■ Stated goal: Can you update the entries, starting at their first line and going on through the line with "[303,515,800,598]", so that "paved road" becomes "asphalt road" and all else stays unchanged? Leave the pictures out of your answer.
--- Start of Items ---
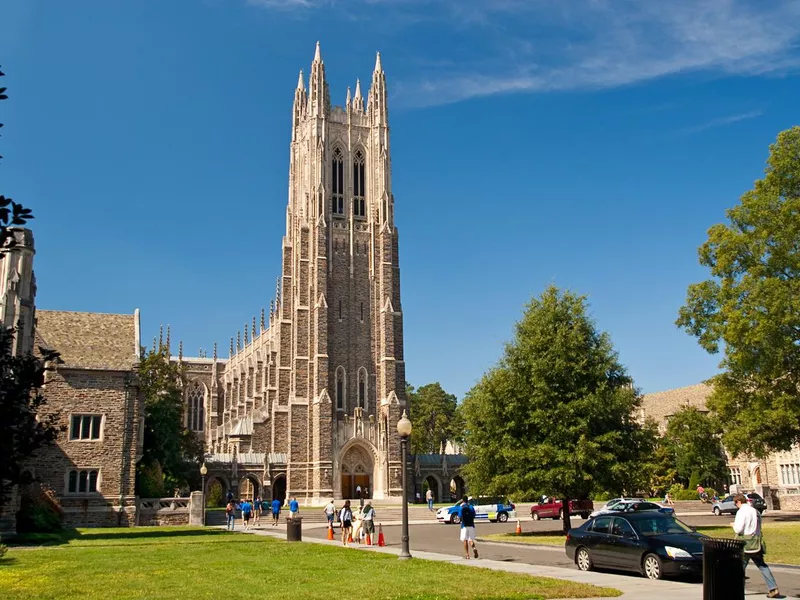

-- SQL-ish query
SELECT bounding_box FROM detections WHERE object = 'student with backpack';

[339,500,353,546]
[225,499,236,531]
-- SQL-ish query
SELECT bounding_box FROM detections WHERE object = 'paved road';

[303,515,800,598]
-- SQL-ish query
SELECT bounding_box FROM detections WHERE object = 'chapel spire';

[367,52,389,125]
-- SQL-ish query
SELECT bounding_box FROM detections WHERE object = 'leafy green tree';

[406,382,464,454]
[464,286,649,531]
[0,326,63,504]
[664,406,727,489]
[138,348,203,493]
[677,127,800,457]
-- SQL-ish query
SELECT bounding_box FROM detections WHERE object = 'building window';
--- End of Items ---
■ Problem solution:
-- SQL-ish query
SELECT bounding_box FROM detections WHERE object = 'student with backpack';

[339,500,353,546]
[225,499,236,531]
-- SQL-ish query
SELECT bounding_box FROM detections WHERE object = 'asphalt road';

[303,515,800,598]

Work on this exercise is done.